*WORK TO DO*:
[A] Decide whether each statement agrees with the agreement excerpt: (i) Endo pays the wire transfer fees on its payments; (ii) an accountant may examine the records no more than twice each calendar year; (iii) the audit right continues for three years after the term of the agreement. Answer yes or no for each and quote the exact words of the excerpt that decide it.
[B] Please copy the agreement excerpt word for word from "7.3 Records Retention." to "the foregoing.".

*DOCUMENT EXTRACT*:

* * *

7.2 Mode of Payment. Endo shall make all payments required under this
Agreement by wire transfer (at DURECT's expense for such wire transfer fees)
to any account specified by DURECT or as otherwise directed by DURECT from
time to time in U.S. Dollars, provided that, with respect to Canada, such
payments shall be payable in U.S. Dollars, calculated using the rate of
exchange which is the average commercial rate of exchange for the ***
preceding the date of payment for the conversion of local currency to U.S.
Dollars as published by The Wall Street Journal (or if such journal shall
cease to publish currency exchange rates, then another leading U.S. financial
publication or bank as mutually agreed to in writing by the Parties).
7.3 Records Retention. Endo, its Sublicensees, DURECT, its Third
Party Manufacturers, and each such Party's respective Affiliates shall keep
complete and accurate records pertaining to the development, sale and
manufacture of Product, Finished Product and Implanters and the calculation of
Net Sales in the Territory to permit the determination of Fully Burdened
Manufacturing Cost of Product and Finished Product (and actual, direct costs
of Implanters), Development Costs, Distribution Fees and distribution, sales
and marketing costs relating to the Product, Finished Product and Implanters
for a period of *** after the year in which such sales or costs occurred, and
in sufficient detail to permit the Parties to confirm the accuracy of each of
the foregoing.
7.4 Audit Request. During the term of this Agreement and for a period
of two years thereafter, at the request and expense of any Party (the
"Auditing Party"), DURECT and its Affiliates and Third Party Manufacturers (in
the case of a request by Endo) or Endo and its Affiliates and Sublicensees (in
the case of a request by DURECT) (the "Audited Party") shall permit an
independent, certified public accountant appointed by the Auditing Party and
reasonably acceptable to the Audited Party, at reasonable times and upon
reasonable notice but not more often than two times each calendar year, to
examine such records as may be necessary to determine the correctness of any
report or payment made under this Agreement, to determine the consistency of
actual expenditures versus the budgeted expenditures set forth in the
Development Budget and/or Marketing Budget, as the case may be, or obtain
information as to the determination of Fully Burdened Manufacturing Cost of
Product and Finished Product (and actual, direct costs of Implanters)
(including the records of when during production batches failed, the cost and
nature of such failures), and the aggregate Net Sales and Distribution Fees
payable for any calendar quarter. Results of any such examination shall be
made available to all Parties except that said independent, certified public
accountant shall verify to the Auditing Party such amounts and shall disclose
no other information revealed in such audit.

* * *

*EXCERPTED DATA*:
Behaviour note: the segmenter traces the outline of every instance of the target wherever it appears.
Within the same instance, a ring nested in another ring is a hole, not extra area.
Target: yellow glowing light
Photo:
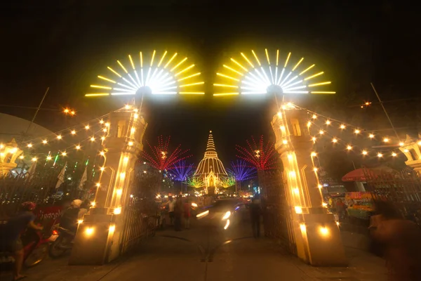
[[[87,236],[91,236],[93,234],[93,228],[86,228],[86,230],[85,230],[85,234]]]
[[[165,66],[163,67],[163,68],[166,68],[166,67],[167,67],[167,66],[168,66],[168,65],[169,65],[170,63],[171,63],[171,62],[173,61],[173,60],[174,58],[175,58],[175,57],[176,57],[176,56],[177,56],[177,53],[175,53],[174,55],[173,55],[173,56],[171,57],[171,58],[170,58],[170,60],[168,60],[168,61],[167,62],[167,63],[166,63],[166,65],[165,65]]]
[[[304,60],[304,58],[301,58],[301,59],[300,60],[298,60],[298,63],[297,63],[297,64],[295,65],[295,66],[293,68],[293,71],[295,70],[295,69],[297,67],[298,67],[298,65],[300,65],[300,64],[301,63],[301,62]]]
[[[100,86],[100,85],[91,85],[91,88],[96,88],[96,89],[105,89],[106,90],[112,90],[112,87],[108,87],[107,86]]]
[[[114,215],[119,215],[120,214],[121,214],[121,208],[119,207],[119,208],[116,208],[114,209]]]
[[[309,71],[309,70],[311,70],[312,68],[313,68],[314,67],[314,65],[310,65],[309,67],[308,67],[307,68],[306,68],[305,70],[304,70],[303,71],[302,71],[300,73],[300,75],[302,75],[303,74],[305,74],[305,72],[307,72],[307,71]]]
[[[321,227],[319,230],[320,230],[320,233],[323,236],[326,236],[328,234],[329,234],[329,230],[326,228]]]
[[[316,86],[321,86],[321,85],[328,85],[331,84],[331,81],[327,81],[327,82],[321,82],[321,83],[316,83],[316,84],[312,84],[310,85],[309,85],[309,87],[315,87]]]
[[[305,232],[305,230],[306,230],[305,224],[301,223],[300,225],[300,229],[301,230],[302,232]]]
[[[239,95],[239,93],[214,93],[213,96],[237,96]]]
[[[222,74],[222,73],[219,73],[219,72],[218,72],[218,73],[217,73],[216,74],[217,74],[218,76],[220,76],[220,77],[222,77],[228,78],[228,79],[232,79],[232,80],[234,80],[234,81],[240,81],[240,80],[239,80],[238,79],[236,79],[236,78],[232,77],[230,77],[230,76],[228,76],[228,75],[223,74]]]
[[[316,73],[316,74],[314,74],[314,75],[312,75],[312,76],[309,76],[309,77],[307,77],[307,78],[305,78],[305,79],[304,79],[304,81],[309,80],[309,79],[311,79],[312,78],[314,78],[314,77],[318,77],[318,76],[320,76],[320,75],[323,74],[323,73],[324,73],[324,72],[323,72],[323,71],[321,71],[321,72],[319,72],[319,73]]]
[[[116,226],[113,224],[112,226],[109,226],[109,228],[108,228],[108,232],[112,233],[115,231],[115,230]]]
[[[105,77],[104,77],[103,76],[98,75],[98,78],[99,78],[99,79],[102,79],[102,80],[107,81],[109,81],[109,82],[111,82],[111,83],[116,84],[116,81],[114,81],[114,80],[112,80],[112,79],[108,79],[108,78],[105,78]]]

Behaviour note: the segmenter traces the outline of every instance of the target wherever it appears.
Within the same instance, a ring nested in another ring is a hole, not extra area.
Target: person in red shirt
[[[184,204],[184,217],[185,221],[185,228],[187,229],[190,228],[190,216],[192,216],[191,213],[192,204],[190,203],[190,200],[187,197],[186,198]]]

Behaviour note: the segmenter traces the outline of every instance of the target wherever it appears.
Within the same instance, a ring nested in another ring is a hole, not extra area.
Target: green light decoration
[[[205,186],[203,180],[200,178],[189,178],[187,183],[187,185],[192,186],[194,188],[200,188]]]
[[[220,184],[222,188],[228,188],[231,186],[235,185],[235,178],[232,176],[221,178]]]

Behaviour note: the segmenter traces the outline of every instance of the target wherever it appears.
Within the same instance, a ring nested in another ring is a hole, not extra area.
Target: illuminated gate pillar
[[[70,265],[100,265],[120,254],[125,228],[124,206],[131,200],[137,155],[147,124],[138,110],[111,112],[103,142],[104,169],[97,184],[95,207],[79,223]]]
[[[345,266],[340,233],[328,214],[315,170],[306,110],[283,106],[272,122],[281,155],[298,257],[317,266]]]

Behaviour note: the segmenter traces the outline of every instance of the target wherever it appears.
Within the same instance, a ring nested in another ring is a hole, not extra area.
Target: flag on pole
[[[86,166],[85,167],[85,171],[83,171],[83,174],[82,175],[82,178],[81,178],[81,181],[79,181],[79,185],[78,187],[78,189],[79,190],[83,190],[83,185],[85,184],[85,183],[86,182],[86,181],[88,181],[88,174],[86,172],[86,169],[88,168],[88,166]]]
[[[32,162],[32,164],[31,165],[31,167],[27,172],[27,181],[31,181],[32,179],[32,178],[34,177],[34,175],[35,174],[35,169],[36,168],[36,161],[34,161]]]
[[[57,178],[58,178],[58,181],[57,181],[57,184],[55,185],[55,189],[60,188],[60,185],[61,185],[61,184],[65,182],[65,173],[66,172],[66,166],[67,166],[67,162],[65,164],[63,169],[62,170],[62,171],[60,172],[58,176],[57,177]]]

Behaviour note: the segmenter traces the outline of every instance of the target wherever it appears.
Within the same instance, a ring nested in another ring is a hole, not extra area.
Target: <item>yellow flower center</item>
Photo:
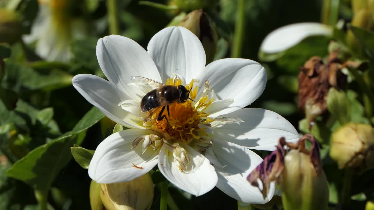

* * *

*RESULTS*:
[A]
(i) No: "at DURECT's expense for such wire transfer fees"
(ii) Yes: "not more often than two times each calendar year"
(iii) No: "for a period of two years thereafter"

[B]
7.3 Records Retention. Endo, its Sublicensees, DURECT, its Third
Party Manufacturers, and each such Party's respective Affiliates shall keep
complete and accurate records pertaining to the development, sale and
manufacture of Product, Finished Product and Implanters and the calculation of
Net Sales in the Territory to permit the determination of Fully Burdened
Manufacturing Cost of Product and Finished Product (and actual, direct costs
of Implanters), Development Costs, Distribution Fees and distribution, sales
and marketing costs relating to the Product, Finished Product and Implanters
for a period of *** after the year in which such sales or costs occurred, and
in sufficient detail to permit the Parties to confirm the accuracy of each of
the foregoing.